Article:
Skeletics-152¶

Modality: 2D/3D skeleton (estimated from RGB video)
Primary Tasks: Large-scale skeleton action recognition
Scale: ~150,000 clips, 152 action classes
License: Research use only
Access: https://github.com/skelemoa/quater-gcn

Summary¶

Skeletics-152 is a large-scale skeleton action recognition dataset created by extracting 2D and 3D pose estimates from a subset of Kinetics videos. With 152 action classes and approximately 150,000 clips, it is significantly larger and more diverse than lab-captured skeleton datasets like NTU RGB+D. The skeletons are estimated using pose estimation models (e.g., OpenPose, HRNet) rather than captured with depth sensors, making the data representative of in-the-wild conditions. This dataset bridges the gap between large-scale video action recognition and skeleton-based methods, enabling evaluation of skeleton models at scale.

Reference Paper¶

Anuj Gupta, Juhi Monga, Sai Srinivas Kancheti, Gandharv Relan, Ankur Sinha, Saurabh Gupta. "Quo Vadis, Skeleton Action Recognition?" International Journal of Computer Vision (IJCV), 2021. PDF

Benchmarks & Baselines¶

ST-GCN - Top-1: ~36% — Gupta et al., IJCV 2021.
QuaterGCN - Top-1: ~39% — Gupta et al., IJCV 2021.
MS-G3D - Top-1: ~41% — reported in follow-up works.
Standard evaluation uses the official train/val splits provided by the authors.

Tooling & Ecosystem¶

QuaterGCN repo provides data preparation scripts, skeleton extraction pipeline, and baseline code.
Skeleton extraction relies on OpenPose or HRNet.
Compatible with standard GCN-based skeleton action recognition codebases.

Known Challenges¶

Estimated skeletons are inherently noisier than sensor-captured data (Kinect); pose estimation failures on occluded or small subjects are common.

Entries provided:
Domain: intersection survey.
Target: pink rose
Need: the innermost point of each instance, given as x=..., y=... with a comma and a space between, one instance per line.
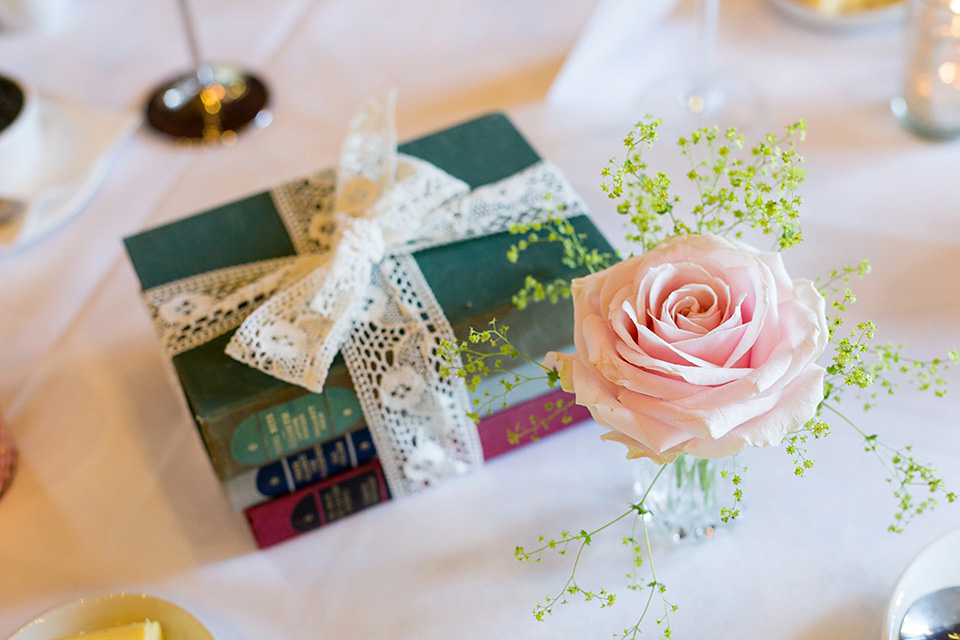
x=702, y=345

* * *

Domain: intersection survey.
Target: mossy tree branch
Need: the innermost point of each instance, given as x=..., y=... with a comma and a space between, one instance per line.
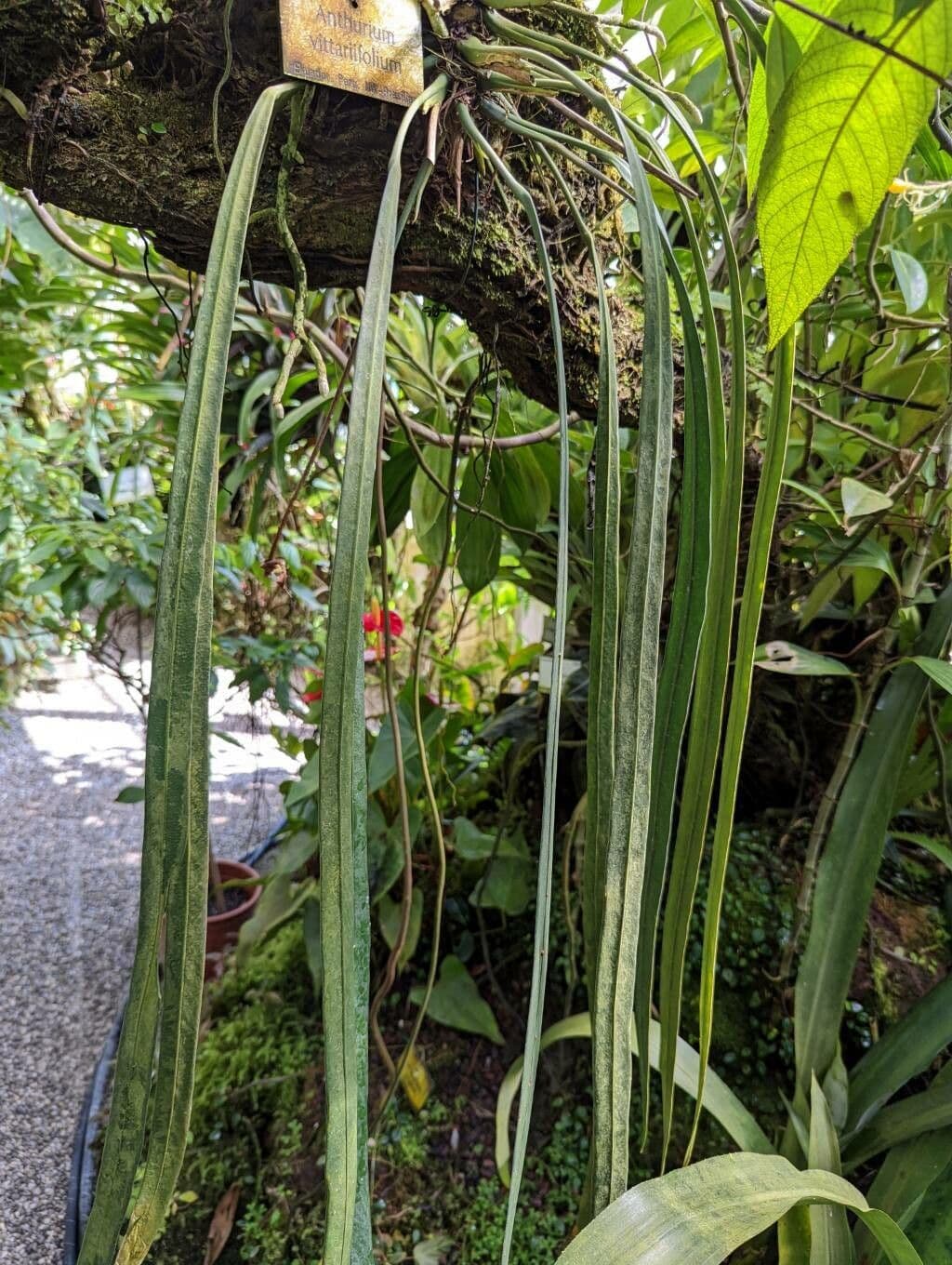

--

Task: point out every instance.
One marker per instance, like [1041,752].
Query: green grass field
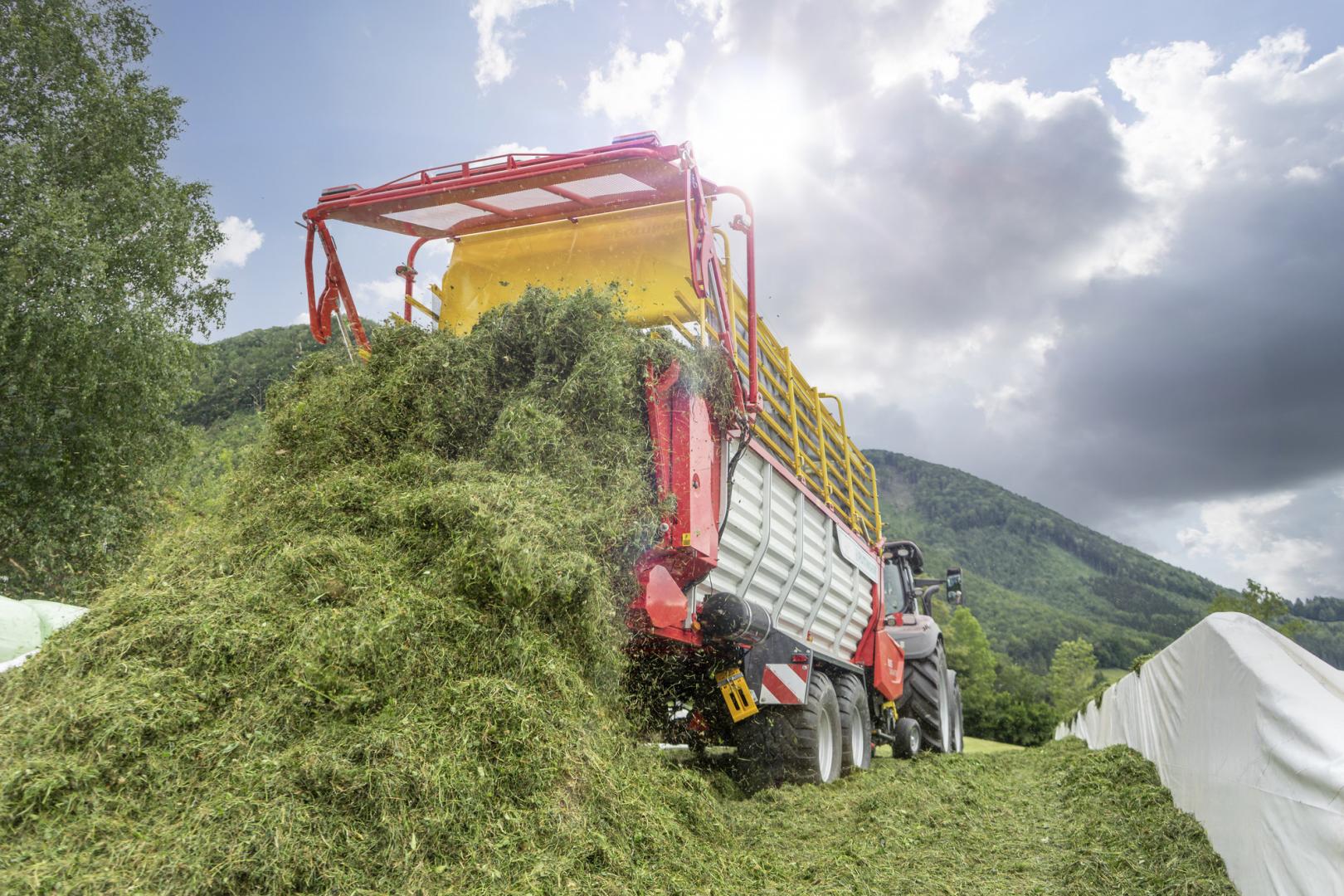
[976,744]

Given task:
According to the Skeletics-152 page, the 2D and 3D pose estimates in the dataset were extracted from which videos? These items come from a separate source, unrelated to the Skeletics-152 page.

The response:
From a subset of Kinetics videos.